#### Exercise goal:
Count the lines of the listing below that contain the string "climbing", treating uppercase and lowercase as different, and reply with only that number.

[Region labeling items]
## Begin

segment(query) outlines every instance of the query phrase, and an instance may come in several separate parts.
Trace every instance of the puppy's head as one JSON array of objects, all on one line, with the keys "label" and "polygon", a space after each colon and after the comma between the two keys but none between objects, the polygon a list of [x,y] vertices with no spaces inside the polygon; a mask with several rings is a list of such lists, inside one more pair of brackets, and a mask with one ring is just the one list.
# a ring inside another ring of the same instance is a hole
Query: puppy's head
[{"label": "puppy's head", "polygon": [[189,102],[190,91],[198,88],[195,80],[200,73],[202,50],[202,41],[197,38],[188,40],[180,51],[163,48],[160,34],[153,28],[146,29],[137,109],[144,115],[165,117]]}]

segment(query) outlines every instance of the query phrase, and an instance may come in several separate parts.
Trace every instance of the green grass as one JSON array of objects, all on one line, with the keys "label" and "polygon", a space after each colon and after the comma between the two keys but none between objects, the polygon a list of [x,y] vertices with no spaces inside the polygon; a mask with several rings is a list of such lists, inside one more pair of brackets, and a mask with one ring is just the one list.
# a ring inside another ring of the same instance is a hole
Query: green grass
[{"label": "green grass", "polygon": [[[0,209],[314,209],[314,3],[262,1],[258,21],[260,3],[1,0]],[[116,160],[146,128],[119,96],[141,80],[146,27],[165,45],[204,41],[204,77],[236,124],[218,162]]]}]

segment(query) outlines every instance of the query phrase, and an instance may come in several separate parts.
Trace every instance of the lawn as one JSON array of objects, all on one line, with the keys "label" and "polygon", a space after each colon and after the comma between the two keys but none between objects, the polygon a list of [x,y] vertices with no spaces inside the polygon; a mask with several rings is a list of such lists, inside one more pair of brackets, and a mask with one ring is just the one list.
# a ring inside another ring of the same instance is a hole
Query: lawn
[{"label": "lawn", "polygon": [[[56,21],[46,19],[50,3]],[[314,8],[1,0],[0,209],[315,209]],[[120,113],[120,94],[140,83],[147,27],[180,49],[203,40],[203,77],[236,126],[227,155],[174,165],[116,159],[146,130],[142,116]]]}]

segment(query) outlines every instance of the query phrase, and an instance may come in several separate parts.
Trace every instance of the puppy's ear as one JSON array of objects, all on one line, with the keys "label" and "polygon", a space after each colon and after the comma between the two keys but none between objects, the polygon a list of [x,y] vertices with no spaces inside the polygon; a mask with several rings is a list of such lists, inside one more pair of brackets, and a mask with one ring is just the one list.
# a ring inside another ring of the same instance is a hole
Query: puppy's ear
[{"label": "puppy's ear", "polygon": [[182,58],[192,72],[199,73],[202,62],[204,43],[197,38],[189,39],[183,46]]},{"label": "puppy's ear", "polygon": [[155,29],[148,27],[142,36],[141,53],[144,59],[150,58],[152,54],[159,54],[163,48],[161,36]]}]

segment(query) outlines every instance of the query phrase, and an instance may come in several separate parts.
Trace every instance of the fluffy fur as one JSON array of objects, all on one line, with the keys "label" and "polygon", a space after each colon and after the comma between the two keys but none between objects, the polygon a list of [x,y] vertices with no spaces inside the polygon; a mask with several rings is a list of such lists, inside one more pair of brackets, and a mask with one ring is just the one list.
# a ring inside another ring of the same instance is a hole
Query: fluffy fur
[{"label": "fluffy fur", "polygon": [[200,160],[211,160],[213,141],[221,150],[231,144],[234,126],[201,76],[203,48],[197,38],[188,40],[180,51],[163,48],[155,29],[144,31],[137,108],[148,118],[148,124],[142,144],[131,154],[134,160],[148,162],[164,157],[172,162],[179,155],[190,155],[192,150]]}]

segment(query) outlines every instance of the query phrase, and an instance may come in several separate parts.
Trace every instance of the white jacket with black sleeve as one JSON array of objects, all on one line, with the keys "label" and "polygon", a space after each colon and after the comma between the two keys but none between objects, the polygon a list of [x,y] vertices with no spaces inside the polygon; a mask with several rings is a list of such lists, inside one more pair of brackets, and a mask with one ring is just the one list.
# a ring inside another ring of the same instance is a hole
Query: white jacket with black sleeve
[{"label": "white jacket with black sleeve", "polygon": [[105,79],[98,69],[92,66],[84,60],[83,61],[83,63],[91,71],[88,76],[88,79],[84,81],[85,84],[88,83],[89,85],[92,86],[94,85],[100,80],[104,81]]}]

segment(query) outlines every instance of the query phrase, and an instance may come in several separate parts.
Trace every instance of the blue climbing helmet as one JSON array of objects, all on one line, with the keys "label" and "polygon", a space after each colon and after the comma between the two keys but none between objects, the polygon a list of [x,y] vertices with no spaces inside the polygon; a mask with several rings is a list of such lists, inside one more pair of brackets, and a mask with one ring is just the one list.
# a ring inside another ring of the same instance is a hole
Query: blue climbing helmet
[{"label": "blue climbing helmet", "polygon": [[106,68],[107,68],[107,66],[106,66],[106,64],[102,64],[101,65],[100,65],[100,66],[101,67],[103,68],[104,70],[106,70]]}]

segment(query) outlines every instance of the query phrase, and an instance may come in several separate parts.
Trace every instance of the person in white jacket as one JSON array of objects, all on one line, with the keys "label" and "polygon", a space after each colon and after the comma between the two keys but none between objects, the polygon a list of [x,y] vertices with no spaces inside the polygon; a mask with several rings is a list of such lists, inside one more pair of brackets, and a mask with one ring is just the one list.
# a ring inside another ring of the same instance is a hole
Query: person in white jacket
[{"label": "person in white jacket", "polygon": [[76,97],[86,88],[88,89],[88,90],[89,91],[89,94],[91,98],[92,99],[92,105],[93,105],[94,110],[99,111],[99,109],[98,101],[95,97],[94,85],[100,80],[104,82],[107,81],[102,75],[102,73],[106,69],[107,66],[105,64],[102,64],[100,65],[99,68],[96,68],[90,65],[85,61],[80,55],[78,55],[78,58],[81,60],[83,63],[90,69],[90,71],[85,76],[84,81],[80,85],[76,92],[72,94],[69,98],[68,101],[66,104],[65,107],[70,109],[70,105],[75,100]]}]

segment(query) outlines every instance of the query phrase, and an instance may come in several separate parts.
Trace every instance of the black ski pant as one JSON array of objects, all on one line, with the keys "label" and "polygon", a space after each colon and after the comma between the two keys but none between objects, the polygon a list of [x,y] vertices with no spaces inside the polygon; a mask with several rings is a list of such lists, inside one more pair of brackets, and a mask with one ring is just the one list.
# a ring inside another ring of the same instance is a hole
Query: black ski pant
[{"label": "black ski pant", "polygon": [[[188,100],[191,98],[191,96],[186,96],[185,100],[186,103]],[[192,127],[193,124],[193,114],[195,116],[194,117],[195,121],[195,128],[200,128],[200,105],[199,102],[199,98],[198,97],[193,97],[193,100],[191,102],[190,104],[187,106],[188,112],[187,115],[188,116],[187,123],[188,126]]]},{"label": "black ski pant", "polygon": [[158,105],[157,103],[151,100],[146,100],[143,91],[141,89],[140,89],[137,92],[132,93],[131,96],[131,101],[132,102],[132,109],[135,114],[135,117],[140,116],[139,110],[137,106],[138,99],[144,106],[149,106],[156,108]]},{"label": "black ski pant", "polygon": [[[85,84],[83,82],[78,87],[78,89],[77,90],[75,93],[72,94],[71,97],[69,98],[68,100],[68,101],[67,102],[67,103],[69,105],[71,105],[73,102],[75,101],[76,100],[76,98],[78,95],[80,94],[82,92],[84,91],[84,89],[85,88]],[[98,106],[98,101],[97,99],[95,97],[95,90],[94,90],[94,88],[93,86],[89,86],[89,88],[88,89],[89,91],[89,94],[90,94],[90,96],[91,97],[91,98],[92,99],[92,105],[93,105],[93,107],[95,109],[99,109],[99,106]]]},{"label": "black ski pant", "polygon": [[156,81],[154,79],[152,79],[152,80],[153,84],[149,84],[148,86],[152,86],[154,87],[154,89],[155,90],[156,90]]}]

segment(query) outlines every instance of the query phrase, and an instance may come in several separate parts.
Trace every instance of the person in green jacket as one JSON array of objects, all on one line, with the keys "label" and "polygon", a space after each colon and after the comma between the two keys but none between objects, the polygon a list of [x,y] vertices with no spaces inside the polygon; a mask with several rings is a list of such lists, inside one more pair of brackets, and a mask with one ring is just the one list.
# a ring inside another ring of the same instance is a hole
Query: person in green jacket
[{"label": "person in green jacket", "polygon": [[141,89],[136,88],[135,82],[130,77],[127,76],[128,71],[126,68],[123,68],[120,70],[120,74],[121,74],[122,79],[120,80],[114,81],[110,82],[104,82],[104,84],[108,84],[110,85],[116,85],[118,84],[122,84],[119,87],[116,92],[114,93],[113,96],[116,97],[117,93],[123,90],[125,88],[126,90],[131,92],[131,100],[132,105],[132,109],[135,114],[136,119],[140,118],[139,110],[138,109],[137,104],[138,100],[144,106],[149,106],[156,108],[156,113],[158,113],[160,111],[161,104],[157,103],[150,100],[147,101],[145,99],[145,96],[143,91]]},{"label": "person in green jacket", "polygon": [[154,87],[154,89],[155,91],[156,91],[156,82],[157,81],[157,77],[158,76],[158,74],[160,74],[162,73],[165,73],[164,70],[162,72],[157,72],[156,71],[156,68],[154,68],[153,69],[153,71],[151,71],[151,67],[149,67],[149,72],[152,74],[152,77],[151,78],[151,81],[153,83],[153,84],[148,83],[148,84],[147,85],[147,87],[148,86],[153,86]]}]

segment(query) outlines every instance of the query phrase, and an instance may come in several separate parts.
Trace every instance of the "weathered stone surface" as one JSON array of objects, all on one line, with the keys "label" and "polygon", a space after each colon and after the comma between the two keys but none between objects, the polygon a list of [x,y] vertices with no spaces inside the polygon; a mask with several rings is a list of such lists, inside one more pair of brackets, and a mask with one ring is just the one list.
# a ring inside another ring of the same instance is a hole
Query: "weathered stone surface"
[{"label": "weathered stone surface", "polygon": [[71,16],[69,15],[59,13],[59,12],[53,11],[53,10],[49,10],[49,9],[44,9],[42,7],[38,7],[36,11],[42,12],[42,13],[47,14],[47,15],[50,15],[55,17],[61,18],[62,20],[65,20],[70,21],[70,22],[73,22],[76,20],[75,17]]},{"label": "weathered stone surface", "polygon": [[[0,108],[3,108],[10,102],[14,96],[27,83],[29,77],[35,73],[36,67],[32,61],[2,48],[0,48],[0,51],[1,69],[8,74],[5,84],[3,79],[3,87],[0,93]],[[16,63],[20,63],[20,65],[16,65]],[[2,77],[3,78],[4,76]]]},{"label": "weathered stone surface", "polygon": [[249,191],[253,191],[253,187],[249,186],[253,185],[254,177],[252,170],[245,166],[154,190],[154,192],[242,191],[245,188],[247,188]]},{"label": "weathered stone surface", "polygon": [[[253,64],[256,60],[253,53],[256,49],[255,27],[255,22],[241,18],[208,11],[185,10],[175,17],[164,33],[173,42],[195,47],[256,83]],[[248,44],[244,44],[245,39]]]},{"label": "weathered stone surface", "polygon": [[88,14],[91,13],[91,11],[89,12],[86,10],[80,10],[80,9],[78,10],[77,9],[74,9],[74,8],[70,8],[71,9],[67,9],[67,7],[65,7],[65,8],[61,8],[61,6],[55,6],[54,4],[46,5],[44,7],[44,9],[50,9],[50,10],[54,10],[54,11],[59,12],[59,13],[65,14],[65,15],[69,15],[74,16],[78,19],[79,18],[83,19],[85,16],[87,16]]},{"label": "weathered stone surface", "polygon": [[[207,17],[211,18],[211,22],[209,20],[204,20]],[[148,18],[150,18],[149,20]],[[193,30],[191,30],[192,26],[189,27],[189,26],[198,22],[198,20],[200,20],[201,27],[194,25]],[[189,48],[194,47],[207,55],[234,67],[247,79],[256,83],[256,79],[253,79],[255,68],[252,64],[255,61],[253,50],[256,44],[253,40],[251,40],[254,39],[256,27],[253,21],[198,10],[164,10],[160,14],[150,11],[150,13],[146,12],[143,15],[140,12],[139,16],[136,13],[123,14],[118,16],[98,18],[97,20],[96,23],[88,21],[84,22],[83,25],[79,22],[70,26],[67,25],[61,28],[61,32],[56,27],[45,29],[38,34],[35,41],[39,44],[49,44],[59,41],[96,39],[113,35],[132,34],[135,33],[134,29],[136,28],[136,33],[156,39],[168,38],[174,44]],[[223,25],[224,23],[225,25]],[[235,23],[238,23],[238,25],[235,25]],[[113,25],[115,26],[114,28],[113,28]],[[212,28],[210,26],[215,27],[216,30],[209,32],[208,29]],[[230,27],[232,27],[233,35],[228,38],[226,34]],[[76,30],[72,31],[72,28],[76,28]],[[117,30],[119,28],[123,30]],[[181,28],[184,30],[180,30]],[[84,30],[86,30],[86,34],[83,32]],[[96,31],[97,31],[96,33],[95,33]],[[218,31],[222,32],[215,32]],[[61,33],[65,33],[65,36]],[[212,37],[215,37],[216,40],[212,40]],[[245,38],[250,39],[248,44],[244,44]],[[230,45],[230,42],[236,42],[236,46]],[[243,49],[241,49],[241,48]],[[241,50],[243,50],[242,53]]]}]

## End

#### Full output:
3